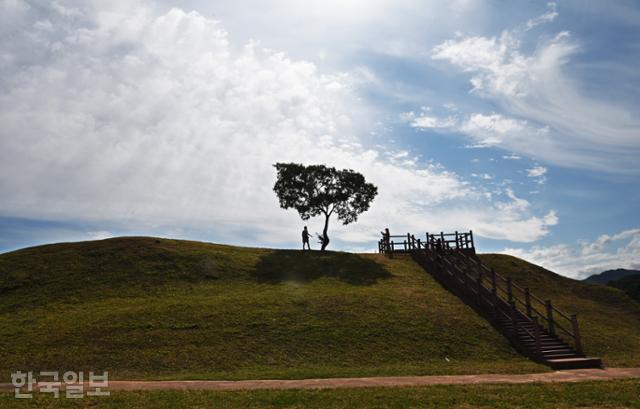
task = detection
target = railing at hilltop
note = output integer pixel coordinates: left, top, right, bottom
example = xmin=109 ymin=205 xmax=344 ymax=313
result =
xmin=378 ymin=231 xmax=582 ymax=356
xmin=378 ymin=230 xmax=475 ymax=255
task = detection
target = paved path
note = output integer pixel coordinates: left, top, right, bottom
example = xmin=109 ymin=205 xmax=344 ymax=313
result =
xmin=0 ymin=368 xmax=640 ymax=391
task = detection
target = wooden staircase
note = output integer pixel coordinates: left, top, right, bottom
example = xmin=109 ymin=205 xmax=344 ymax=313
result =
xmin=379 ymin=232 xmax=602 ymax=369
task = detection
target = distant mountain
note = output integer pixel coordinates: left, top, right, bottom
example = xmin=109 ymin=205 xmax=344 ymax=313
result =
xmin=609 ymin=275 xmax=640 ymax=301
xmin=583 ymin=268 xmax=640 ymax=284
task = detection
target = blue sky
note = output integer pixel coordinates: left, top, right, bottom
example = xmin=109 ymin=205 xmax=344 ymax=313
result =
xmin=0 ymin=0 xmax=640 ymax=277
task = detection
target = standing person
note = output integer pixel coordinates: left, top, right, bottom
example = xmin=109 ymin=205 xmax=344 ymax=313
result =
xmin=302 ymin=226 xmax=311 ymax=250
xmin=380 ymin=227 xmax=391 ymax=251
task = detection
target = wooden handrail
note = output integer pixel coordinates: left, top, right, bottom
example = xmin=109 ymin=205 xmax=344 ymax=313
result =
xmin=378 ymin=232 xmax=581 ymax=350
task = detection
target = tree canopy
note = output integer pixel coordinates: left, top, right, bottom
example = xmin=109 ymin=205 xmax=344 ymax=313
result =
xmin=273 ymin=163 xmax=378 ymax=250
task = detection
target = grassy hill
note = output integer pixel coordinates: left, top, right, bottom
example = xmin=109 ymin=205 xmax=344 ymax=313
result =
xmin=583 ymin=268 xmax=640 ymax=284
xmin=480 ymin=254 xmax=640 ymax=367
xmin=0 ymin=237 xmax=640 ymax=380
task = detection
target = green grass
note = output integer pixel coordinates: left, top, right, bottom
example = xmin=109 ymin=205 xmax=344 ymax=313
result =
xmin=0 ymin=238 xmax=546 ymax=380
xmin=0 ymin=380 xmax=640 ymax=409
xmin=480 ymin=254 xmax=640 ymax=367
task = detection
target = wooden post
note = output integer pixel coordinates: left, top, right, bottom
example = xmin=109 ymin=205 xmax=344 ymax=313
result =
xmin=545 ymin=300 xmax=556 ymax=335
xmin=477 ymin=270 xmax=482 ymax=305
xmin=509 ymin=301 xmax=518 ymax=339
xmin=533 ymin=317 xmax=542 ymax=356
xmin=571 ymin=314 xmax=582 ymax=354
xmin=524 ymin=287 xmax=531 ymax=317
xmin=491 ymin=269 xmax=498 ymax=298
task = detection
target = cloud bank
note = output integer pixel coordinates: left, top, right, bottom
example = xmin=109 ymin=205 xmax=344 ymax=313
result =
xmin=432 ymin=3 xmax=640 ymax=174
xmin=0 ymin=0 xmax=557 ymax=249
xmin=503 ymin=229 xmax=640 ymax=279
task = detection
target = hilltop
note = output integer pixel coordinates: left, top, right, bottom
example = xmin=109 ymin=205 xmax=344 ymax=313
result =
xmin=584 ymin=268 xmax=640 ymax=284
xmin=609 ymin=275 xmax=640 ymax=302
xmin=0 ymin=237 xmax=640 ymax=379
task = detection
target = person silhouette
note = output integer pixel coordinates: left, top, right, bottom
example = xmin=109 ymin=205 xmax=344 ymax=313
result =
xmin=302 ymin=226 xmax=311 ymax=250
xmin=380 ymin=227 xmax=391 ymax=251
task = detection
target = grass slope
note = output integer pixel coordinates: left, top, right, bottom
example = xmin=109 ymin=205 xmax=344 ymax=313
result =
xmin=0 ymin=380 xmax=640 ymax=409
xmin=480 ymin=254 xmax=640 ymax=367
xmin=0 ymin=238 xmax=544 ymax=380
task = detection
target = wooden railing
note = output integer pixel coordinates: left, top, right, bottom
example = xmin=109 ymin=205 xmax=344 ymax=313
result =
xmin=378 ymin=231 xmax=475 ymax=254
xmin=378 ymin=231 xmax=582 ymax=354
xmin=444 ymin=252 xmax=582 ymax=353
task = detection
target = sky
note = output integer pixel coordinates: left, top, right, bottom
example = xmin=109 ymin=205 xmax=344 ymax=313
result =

Directions for this task: Switch every "detection" in the rows above to "localization" and reproduce all the rows with no other changes. Leave the pictures out of your answer.

Worked answer:
task = localization
target = railing at hilltop
note = output integer pixel coordinates: left, top, right, bottom
example = xmin=109 ymin=205 xmax=344 ymax=313
result =
xmin=378 ymin=231 xmax=582 ymax=356
xmin=378 ymin=230 xmax=475 ymax=255
task = localization
target = paved path
note = output integer pixel coordinates: left, top, right, bottom
example = xmin=109 ymin=205 xmax=344 ymax=313
result =
xmin=0 ymin=368 xmax=640 ymax=391
task = localization
target = wooden staircase
note = output integer pixel coordinates: left, top, right, bottom
example = xmin=109 ymin=205 xmax=344 ymax=313
result =
xmin=379 ymin=232 xmax=602 ymax=369
task = localization
target = distant mountain
note = output integer pixel coordinates: left, top, right, bottom
example = xmin=109 ymin=205 xmax=344 ymax=313
result =
xmin=609 ymin=275 xmax=640 ymax=301
xmin=583 ymin=268 xmax=640 ymax=284
task = localization
target = blue sky
note = output integer pixel coordinates: left, top, right, bottom
example = xmin=109 ymin=205 xmax=344 ymax=313
result =
xmin=0 ymin=0 xmax=640 ymax=277
task = localization
target = standing person
note = output integer pixel coordinates: left, top, right, bottom
example = xmin=109 ymin=205 xmax=344 ymax=313
result =
xmin=302 ymin=226 xmax=311 ymax=250
xmin=380 ymin=227 xmax=391 ymax=251
task = localization
target = wooden handrail
note = output integer pixel coordinates: left, top, right, bottom
example = xmin=109 ymin=205 xmax=344 ymax=313
result =
xmin=378 ymin=232 xmax=581 ymax=350
task = localization
target = tree canopy
note = output integer pixel coordinates: left, top, right, bottom
example = xmin=109 ymin=205 xmax=344 ymax=313
result =
xmin=273 ymin=163 xmax=378 ymax=250
task = localization
target = grassy hill
note = output integer pixel coordinates: left, top, right, bottom
example = xmin=109 ymin=205 xmax=344 ymax=313
result =
xmin=583 ymin=268 xmax=640 ymax=284
xmin=480 ymin=254 xmax=640 ymax=367
xmin=0 ymin=237 xmax=640 ymax=380
task = localization
target = green grass
note = output integer pixel coordinates: left, top, right, bottom
example = xmin=109 ymin=205 xmax=344 ymax=313
result =
xmin=0 ymin=238 xmax=546 ymax=380
xmin=0 ymin=380 xmax=640 ymax=409
xmin=480 ymin=254 xmax=640 ymax=367
task = localization
target = wooden post
note = output integer pixel coordinates: left, top, right, bottom
example = xmin=109 ymin=205 xmax=344 ymax=313
result =
xmin=545 ymin=300 xmax=556 ymax=335
xmin=477 ymin=270 xmax=482 ymax=305
xmin=509 ymin=301 xmax=518 ymax=339
xmin=533 ymin=317 xmax=542 ymax=356
xmin=571 ymin=314 xmax=582 ymax=354
xmin=524 ymin=287 xmax=531 ymax=317
xmin=491 ymin=269 xmax=498 ymax=298
task = localization
target = cloud bank
note = output integer pixel coordinates: left, top, right, bottom
example = xmin=109 ymin=205 xmax=344 ymax=313
result =
xmin=432 ymin=3 xmax=640 ymax=174
xmin=0 ymin=0 xmax=557 ymax=249
xmin=503 ymin=229 xmax=640 ymax=279
task = localization
target = hilltop
note = output integer pixel coordinates: left, top, right, bottom
example = xmin=109 ymin=205 xmax=344 ymax=313
result =
xmin=584 ymin=268 xmax=640 ymax=284
xmin=609 ymin=275 xmax=640 ymax=302
xmin=0 ymin=237 xmax=640 ymax=379
task = localization
target = person silhouette
note = output integer pixel coordinates: left, top, right, bottom
example = xmin=109 ymin=205 xmax=344 ymax=313
result =
xmin=302 ymin=226 xmax=311 ymax=250
xmin=380 ymin=227 xmax=391 ymax=251
task = localization
target = grass slope
note = output integer pixel coordinates: left, top, right, bottom
example = xmin=109 ymin=205 xmax=344 ymax=313
result =
xmin=0 ymin=380 xmax=640 ymax=409
xmin=480 ymin=254 xmax=640 ymax=367
xmin=0 ymin=238 xmax=544 ymax=380
task = localization
target = wooden railing
note = output integer pixel coordinates: left, top, right, bottom
example = xmin=109 ymin=205 xmax=344 ymax=313
result =
xmin=378 ymin=231 xmax=475 ymax=254
xmin=378 ymin=231 xmax=582 ymax=354
xmin=444 ymin=252 xmax=582 ymax=353
task = localization
target = sky
note = output integer pixel coordinates: left, top, right, bottom
example = xmin=109 ymin=205 xmax=344 ymax=313
result =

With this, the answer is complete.